### Work instructions:
Edit the data from the line with "each like (439,226)." to the line with "Target: blue jeans" so that "denim jeans" replaces "blue jeans", keeping everything else the same, and give back only those lines.
+++
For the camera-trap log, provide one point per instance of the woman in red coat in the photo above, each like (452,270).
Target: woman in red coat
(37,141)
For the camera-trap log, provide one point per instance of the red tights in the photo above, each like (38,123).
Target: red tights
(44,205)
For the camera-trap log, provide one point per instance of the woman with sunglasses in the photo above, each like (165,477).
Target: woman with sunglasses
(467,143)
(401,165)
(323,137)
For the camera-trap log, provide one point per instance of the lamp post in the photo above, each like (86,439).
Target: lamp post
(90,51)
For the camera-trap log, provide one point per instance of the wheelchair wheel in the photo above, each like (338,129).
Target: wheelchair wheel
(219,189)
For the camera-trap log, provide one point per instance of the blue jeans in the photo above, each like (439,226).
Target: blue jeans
+++
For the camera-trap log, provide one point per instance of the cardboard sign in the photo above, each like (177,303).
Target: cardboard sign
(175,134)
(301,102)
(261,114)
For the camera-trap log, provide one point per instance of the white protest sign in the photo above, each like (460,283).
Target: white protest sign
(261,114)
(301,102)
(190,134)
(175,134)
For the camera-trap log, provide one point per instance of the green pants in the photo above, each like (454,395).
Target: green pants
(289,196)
+++
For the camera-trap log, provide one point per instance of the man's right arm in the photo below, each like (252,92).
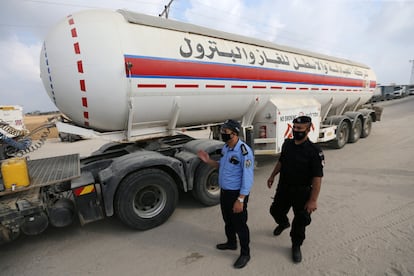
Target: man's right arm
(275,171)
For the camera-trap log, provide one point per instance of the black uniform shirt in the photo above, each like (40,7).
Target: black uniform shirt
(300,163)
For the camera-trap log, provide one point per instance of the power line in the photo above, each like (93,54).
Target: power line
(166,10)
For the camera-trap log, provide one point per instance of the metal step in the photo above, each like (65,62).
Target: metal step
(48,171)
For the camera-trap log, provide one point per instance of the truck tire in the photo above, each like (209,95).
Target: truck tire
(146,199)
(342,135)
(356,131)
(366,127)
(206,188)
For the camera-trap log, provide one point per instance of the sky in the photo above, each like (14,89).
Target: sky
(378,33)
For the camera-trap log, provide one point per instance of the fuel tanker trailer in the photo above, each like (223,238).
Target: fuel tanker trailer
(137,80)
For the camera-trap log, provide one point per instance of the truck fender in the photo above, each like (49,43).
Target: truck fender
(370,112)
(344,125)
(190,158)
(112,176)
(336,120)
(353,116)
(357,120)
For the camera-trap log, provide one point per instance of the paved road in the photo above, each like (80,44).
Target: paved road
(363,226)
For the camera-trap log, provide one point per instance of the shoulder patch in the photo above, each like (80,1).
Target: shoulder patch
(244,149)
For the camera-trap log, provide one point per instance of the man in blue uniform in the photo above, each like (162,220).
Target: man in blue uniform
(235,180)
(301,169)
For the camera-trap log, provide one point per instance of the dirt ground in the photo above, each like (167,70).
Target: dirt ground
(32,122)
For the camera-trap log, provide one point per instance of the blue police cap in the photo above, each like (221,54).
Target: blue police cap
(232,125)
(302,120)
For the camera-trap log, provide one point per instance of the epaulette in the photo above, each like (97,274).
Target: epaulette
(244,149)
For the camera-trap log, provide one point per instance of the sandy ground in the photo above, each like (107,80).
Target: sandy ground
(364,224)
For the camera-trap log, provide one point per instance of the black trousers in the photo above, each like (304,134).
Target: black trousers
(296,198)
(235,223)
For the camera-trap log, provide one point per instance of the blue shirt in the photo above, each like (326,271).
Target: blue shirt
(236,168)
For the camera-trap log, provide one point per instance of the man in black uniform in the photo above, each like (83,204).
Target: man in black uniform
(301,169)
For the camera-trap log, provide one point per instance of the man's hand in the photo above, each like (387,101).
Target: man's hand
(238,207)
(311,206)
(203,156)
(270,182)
+++
### Full output:
For the camera-trap log, provide one point per instance of the denim jeans in the photo above, each like (439,226).
Target: denim jeans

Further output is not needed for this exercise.